* SELECTED EXTRACT *
▼
# Ex Machina (spoilers)



## MineOwnKing (May 16, 2015)

I just finished watching Ex Machina.

I was really sucked into this movie. I find myself a bit numb--both in my mind and in my behind--when watching some of the modern movies that are so filled with action that the plot and story get lost amongst the ever accumulating piles of bullet casings. Example: Transformers movies.

With Ex Machina, the pacing is so seamless that it almost takes on a dream quality. 

I initially fell into the assumption that Caleb was the main character. It wasn't until the end of the movie that I realized I was wrong.

As I followed along in what I thought was Caleb's character arc, I could not find a flaw in his character--other than that he was a bit starstruck by meeting his boss and flustered by his bizarre surroundings--nor could I see a progression in growth from A to B.

Each new day of the test seemed like an opportunity for him to move closer to a goal.

Then at the end I realized, Ava is the main character. Her flaw is that she is not human. There is a very interesting plot that storms around her, and red herrings abound to distract us from the truth. The truth being that Ava will do whatever it takes to obtain freedom.
▲
* WORK INSTRUCTIONS *
1) Answer these questions using the forum post about Ex Machina above:
(a) Which movies does the poster give as an example of films so full of action that the story gets lost?
(b) Which character did the poster first assume was the main character?
(c) What does the poster say Ava's flaw is?
2) Render this sentence from the Ex Machina forum post above in Spanish: "With Ex Machina, the pacing is so seamless that it almost takes on a dream quality."
3) Carry on writing the forum post about Ex Machina above, beginning after its last sentence.

* RECORDED INFORMATION *
▼
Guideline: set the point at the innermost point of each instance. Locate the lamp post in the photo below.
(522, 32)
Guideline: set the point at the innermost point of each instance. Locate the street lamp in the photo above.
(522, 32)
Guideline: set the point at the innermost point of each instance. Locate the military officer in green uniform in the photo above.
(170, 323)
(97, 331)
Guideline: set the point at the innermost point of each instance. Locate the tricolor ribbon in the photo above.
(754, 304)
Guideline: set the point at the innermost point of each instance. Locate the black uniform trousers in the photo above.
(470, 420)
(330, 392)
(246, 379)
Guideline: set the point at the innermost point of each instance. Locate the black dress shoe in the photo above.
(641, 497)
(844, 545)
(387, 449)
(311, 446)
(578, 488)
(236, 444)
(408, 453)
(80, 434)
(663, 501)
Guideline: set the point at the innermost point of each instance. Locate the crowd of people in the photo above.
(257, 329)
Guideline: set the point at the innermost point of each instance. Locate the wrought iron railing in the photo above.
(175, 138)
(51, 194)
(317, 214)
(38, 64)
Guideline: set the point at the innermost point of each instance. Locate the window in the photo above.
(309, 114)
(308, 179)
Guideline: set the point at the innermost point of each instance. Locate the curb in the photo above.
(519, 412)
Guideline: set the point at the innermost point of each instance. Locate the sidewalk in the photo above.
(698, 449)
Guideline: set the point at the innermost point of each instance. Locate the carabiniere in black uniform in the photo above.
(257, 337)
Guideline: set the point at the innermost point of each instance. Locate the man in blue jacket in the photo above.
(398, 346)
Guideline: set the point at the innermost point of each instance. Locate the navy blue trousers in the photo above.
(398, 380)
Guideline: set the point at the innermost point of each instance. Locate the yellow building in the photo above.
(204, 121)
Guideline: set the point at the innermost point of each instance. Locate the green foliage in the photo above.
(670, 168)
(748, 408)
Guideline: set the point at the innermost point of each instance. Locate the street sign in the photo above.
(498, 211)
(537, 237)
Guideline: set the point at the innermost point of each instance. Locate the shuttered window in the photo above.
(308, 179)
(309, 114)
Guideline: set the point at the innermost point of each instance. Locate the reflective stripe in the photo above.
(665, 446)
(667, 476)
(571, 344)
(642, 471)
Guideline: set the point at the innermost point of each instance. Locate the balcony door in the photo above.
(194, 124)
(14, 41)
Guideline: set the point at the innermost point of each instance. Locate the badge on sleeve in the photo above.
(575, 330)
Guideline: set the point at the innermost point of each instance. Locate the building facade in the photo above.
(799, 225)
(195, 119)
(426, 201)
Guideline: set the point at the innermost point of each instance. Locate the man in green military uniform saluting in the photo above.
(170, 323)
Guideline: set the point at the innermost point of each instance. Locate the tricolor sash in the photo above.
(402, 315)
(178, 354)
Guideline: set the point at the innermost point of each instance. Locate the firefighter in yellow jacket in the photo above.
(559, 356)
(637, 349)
▲
* TASK-BY-TASK OUTPUTS *
1)
(a) Transformers movies.
(b) Caleb.
(c) That she is not human.

2) En Ex Machina, el ritmo es tan fluido que casi adquiere una cualidad onírica.

3)
Ava's flaw is overcome when she stabs the knife into Nathan, thus shattering the illusion that he had become a god. We the audience, are prepared to accept his death by the slow dehumanization of his genius through heavy drinking, superiority complex faults such as bullying Caleb and stroking his ego with cruelty to his AI's.

The tricky part is rooting for Ava as she gets away in the chopper. I end up feeling like Caleb, trapped in a cage and regretting my weakness to project human compassion into a calculating being of unknown capabilities.

Will I dream of slicing into my flesh to find the AI hiding in my filmographic desires?

Probably.

The interesting part to me as a writer is learning how to create a main character who is only revealed at the end of my next manuscript.

I think if I could do that, I would feel much accomplished.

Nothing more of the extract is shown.